*Request*. Show every line of the lines below that contains the word "moss", treating case as significant.

*Extracted records*.
-*-

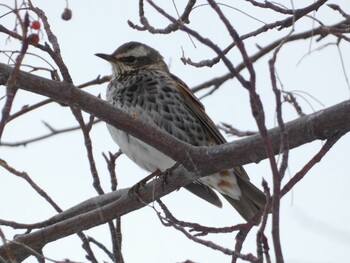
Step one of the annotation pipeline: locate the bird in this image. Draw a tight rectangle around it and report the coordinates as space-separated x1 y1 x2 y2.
95 41 266 221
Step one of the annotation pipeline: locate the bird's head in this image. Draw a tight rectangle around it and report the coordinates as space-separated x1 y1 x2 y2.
95 42 169 76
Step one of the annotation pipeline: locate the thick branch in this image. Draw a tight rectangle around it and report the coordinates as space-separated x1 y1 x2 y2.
0 63 350 176
0 64 350 261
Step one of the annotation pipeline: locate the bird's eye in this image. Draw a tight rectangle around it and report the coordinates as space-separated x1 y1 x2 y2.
120 56 136 63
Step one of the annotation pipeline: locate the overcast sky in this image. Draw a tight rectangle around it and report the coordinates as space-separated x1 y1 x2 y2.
0 0 350 263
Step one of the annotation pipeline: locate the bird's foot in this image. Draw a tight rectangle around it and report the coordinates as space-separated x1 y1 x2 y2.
159 163 180 191
129 170 161 196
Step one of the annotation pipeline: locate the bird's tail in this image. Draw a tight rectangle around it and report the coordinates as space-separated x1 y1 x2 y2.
223 167 266 221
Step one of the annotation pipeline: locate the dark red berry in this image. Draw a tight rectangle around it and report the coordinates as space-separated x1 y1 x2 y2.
61 8 72 21
30 20 41 30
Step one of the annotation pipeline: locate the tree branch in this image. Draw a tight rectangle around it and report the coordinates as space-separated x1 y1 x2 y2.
0 63 350 176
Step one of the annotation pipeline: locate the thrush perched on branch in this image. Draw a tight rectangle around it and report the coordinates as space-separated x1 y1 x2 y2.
96 42 265 223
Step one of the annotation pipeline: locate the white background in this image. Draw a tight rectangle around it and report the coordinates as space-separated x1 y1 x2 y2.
0 0 350 262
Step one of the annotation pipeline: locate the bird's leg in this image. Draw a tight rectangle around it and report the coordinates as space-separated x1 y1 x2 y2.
159 163 180 190
129 170 162 195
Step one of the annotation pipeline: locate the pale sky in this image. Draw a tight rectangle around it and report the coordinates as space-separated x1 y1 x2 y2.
0 0 350 263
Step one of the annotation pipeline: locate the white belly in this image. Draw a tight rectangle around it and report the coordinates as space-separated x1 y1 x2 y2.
107 124 175 172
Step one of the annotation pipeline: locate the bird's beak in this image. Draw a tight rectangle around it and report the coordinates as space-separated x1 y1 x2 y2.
95 53 115 62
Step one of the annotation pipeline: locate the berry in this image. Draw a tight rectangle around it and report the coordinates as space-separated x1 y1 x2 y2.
28 34 39 45
61 8 72 21
30 20 41 30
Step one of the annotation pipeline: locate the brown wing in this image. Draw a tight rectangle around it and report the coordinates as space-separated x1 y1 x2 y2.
171 75 226 144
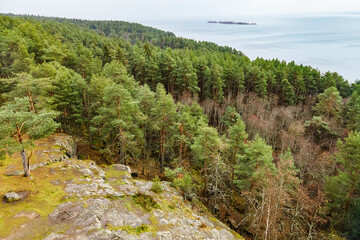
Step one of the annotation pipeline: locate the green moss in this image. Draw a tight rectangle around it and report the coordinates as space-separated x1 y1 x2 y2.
108 224 155 235
0 160 77 238
150 176 163 194
105 166 131 179
132 193 160 212
209 217 218 222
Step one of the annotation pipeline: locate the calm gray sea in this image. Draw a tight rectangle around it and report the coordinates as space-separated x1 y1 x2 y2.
141 14 360 82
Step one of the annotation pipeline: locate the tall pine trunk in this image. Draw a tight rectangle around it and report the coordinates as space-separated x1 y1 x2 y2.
20 149 30 177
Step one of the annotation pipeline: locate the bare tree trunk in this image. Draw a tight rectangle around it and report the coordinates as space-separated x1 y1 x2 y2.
20 150 30 177
265 201 271 240
28 91 35 113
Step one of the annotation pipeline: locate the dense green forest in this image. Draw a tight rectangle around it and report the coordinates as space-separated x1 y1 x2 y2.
0 15 360 239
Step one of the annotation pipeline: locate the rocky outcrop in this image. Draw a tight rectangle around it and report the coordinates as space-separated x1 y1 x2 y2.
45 160 243 240
0 134 241 240
4 192 21 202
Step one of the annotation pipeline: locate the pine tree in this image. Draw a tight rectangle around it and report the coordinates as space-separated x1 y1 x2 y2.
151 84 176 172
326 132 360 239
234 135 275 191
227 116 248 190
191 124 222 196
0 97 59 177
280 78 295 105
313 87 342 118
92 84 143 163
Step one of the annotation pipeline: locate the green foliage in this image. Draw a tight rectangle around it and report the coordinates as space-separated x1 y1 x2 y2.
234 135 276 191
150 176 163 193
280 78 295 105
0 97 59 154
313 87 342 118
345 91 360 131
0 97 59 176
304 116 339 145
132 193 160 212
174 173 195 199
326 132 360 239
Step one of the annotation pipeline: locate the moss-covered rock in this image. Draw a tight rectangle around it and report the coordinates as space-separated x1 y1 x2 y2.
0 134 241 240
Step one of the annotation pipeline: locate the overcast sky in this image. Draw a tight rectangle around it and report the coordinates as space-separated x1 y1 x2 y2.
0 0 360 21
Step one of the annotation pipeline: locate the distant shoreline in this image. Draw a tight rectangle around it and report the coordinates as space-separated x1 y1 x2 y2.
208 21 256 25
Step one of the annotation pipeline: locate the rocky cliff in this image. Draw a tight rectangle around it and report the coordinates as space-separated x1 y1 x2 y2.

-*-

*Result of the task*.
Step one of the annotation pipeline: locate the green moss in this image. Draw a tight rectangle around it and report the coordinates as space-separated x1 y1 x2 y2.
Step one of the annotation pipeline: locate the moss-covered rock in this image. Draw a tight rectangle around it and report the coordinates as space-separated x1 y1 x2 y2.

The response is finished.